**Exercise:**
Pick out each line in the records below that contains the word "wire" and copy those lines.

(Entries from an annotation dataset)
◇ ◇ ◇

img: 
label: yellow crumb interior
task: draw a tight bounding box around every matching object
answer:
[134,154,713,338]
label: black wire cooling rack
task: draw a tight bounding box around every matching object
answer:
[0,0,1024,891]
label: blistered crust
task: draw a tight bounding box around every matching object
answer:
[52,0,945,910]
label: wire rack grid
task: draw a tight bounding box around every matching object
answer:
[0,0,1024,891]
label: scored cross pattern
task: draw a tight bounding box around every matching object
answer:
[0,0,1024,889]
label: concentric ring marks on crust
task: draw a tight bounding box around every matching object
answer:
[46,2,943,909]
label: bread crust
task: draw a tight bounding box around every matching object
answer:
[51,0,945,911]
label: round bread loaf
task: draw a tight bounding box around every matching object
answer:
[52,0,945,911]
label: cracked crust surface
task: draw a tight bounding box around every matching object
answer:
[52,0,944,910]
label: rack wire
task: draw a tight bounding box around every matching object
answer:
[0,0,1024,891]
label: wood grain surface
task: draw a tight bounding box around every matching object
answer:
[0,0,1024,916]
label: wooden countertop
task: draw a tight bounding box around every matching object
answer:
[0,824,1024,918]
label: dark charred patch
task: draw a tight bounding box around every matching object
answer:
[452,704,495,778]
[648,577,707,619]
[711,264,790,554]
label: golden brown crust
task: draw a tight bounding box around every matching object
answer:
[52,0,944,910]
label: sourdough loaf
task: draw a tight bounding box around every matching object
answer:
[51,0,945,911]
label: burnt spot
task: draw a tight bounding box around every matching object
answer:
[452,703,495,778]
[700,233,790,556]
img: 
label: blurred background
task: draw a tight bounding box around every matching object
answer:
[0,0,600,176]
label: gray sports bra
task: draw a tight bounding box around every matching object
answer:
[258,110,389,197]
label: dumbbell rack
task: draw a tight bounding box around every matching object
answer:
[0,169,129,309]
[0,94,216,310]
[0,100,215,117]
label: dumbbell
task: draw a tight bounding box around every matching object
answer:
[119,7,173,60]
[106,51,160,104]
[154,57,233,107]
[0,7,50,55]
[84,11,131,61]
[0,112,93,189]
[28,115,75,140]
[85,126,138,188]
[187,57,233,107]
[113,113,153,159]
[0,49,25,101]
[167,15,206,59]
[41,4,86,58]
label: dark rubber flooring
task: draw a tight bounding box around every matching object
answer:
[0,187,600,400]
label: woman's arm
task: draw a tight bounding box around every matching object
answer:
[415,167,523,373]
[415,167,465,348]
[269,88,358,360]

◇ ◇ ◇

**Task response:**
label: black wire cooling rack
label: wire rack grid
label: rack wire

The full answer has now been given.